The Oregon group traveled to the Loire valley the weekend of October 18th and 19th. It was wonderful to visit some of the beautiful sites outside of Poitiers. Our visit started at the estate of Marc Brédif-a Vouvray cellar none-the-less. Oh, how I love the Vouve.
Here I am wine tasting with Aerika and Liz in the cellar.
I really wanted to sneak one of these 1874 bottles into my purse, but then I thought better of it:
After Marc Brédif, we arrived at the town of Amboise.
Charming, no? After having a pastry or two in town, and taking a look at the cathedral, we then took a tour of the royal lodgings. Charles VIII was born here, and lived here with his queen. Here is the royal bedroom:
The royal drainage system (I love this!):
The royal chapel:
The royal view:
After Amboise, we drove to the place we were staying for the night, a sort of hostel catering specifically to groups like ours. This is what we saw when we woke up the next morning. Beautiful.
Amboise was wonderful, but I thought Chenonceau was spectacular. (Try to imagine it without the scaffolding).
Here is the room of Diane de Poitiers, the mistress of King Henri II, to whom he gave Chenonceau.
Catherine de Medici's bedroom:
The Gallery. During World War I, the owner of Chenonceau installed a hospital in the gallery at his own expense. During the course of the war, the hospital cared for 2254 wounded soldiers. During World War II, the gallery provided a convenient door into the Free Zone, while Chenonceau's entrance was in the occupied zone.

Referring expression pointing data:
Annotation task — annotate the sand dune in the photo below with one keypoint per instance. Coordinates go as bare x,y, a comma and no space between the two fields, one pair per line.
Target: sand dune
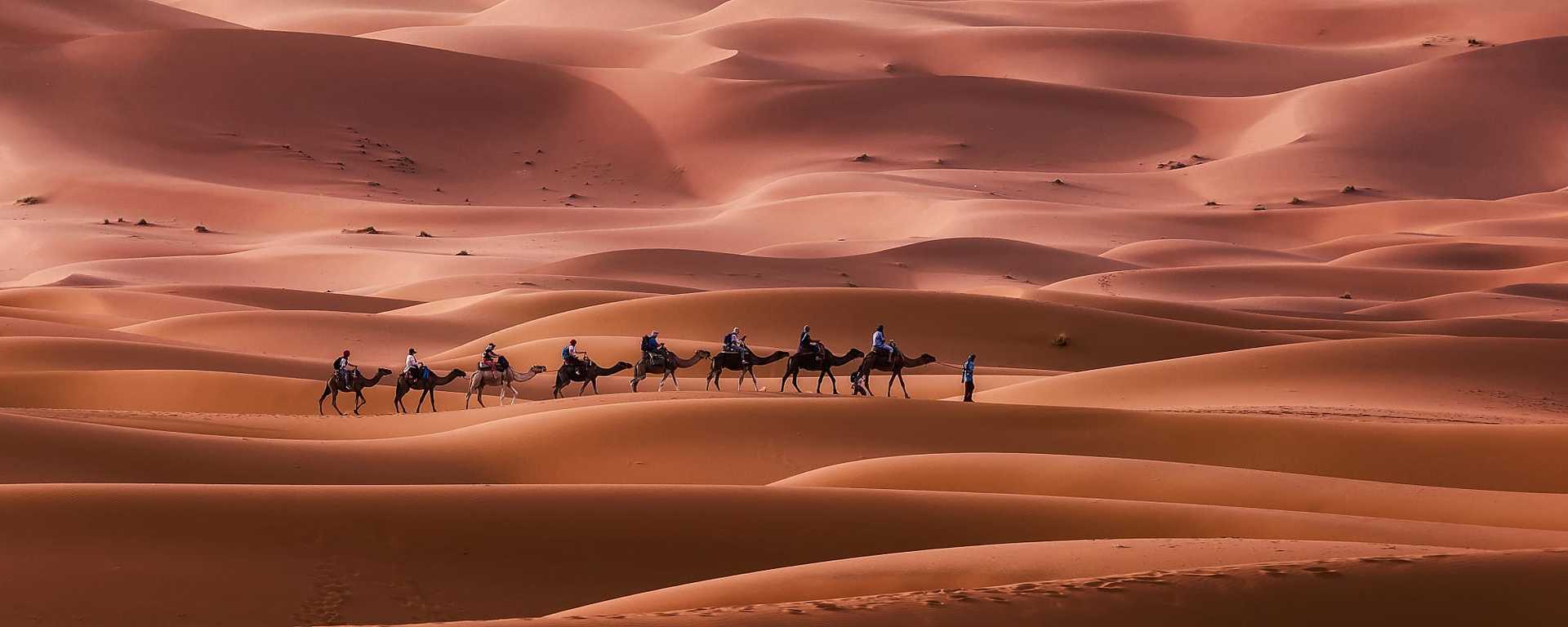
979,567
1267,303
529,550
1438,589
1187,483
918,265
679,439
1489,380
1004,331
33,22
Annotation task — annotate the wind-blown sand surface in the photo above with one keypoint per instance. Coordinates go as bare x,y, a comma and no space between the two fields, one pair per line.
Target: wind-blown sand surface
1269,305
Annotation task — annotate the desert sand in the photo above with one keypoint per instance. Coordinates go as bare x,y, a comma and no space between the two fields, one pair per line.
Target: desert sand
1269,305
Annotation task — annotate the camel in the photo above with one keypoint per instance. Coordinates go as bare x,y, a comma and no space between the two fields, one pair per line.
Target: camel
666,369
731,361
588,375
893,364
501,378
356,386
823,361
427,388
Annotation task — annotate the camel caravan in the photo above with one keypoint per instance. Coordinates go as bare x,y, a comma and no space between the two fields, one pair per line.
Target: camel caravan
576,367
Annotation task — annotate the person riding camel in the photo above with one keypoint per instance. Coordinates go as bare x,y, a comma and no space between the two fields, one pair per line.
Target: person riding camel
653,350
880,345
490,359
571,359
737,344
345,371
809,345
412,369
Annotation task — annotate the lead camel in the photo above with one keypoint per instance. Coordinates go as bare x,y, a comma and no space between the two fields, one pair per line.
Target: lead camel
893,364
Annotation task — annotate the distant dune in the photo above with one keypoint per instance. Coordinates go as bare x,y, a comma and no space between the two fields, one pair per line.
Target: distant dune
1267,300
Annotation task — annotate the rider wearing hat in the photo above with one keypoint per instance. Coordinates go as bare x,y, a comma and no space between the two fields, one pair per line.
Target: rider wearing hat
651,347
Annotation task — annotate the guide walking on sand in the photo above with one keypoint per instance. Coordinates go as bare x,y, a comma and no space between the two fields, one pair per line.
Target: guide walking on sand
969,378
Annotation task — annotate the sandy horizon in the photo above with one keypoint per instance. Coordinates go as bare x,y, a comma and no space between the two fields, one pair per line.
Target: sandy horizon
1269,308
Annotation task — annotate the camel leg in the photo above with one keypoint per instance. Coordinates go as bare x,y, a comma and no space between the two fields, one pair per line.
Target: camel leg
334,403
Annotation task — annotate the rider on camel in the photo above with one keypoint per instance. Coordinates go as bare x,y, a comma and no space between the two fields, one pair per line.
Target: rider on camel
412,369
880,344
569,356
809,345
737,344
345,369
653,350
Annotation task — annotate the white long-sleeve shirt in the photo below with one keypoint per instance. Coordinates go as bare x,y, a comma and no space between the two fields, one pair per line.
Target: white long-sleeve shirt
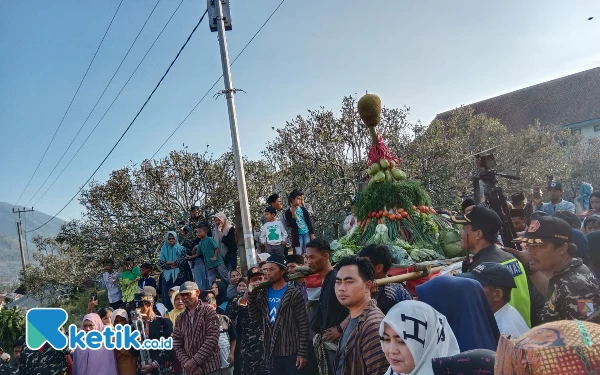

WHAT YOU WILL DO –
**A)** From the Loire valley travel post, repeat the stretch from "I really wanted" through "next morning. Beautiful." word for word.
**B)** Answer these from the Loire valley travel post:
(i) At whose estate did the group's visit start?
(ii) Which king was born at Amboise?
(iii) How many wounded soldiers did the hospital in the Chenonceau gallery care for during World War I?
**C)** Resume the Loire valley travel post after its final sentence.

ANSWERS PROVIDED –
**A)**
I really wanted to sneak one of these 1874 bottles into my purse, but then I thought better of it:
After Marc Brédif, we arrived at the town of Amboise.
Charming, no? After having a pastry or two in town, and taking a look at the cathedral, we then took a tour of the royal lodgings. Charles VIII was born here, and lived here with his queen. Here is the royal bedroom:
The royal drainage system (I love this!):
The royal chapel:
The royal view:
After Amboise, we drove to the place we were staying for the night, a sort of hostel catering specifically to groups like ours. This is what we saw when we woke up the next morning. Beautiful.

**B)**
(i) Marc Brédif
(ii) Charles VIII
(iii) 2254

**C)**
The gallery is built over a bridge. Here is the view of the Loire river from inside the gallery.
The chamber of Louise de Lorraine is one of the more interesting rooms in the castle. After her husband, King Henri III was assasinated in 1589, Louise went to Chenonceau for prayer and meditation. She was called "the White Queen" because she always wore white in compliance with royal mourning etiquette. Her room is decorated with mourning symbols.
The living room of Louis XIV, named so in memory of the visit he made to Chenonceau in 1650.
Our last stop before heading back to Poitiers was the town of Loches. We took a tour of the donjon, a sort of military fortress and prison complete with a torture chamber.
We then spent some time exploring the town. I particularly liked these strange figures carved into a pillar in the Loches cathedral.
Then, we headed home. Quite a wonderful weekend.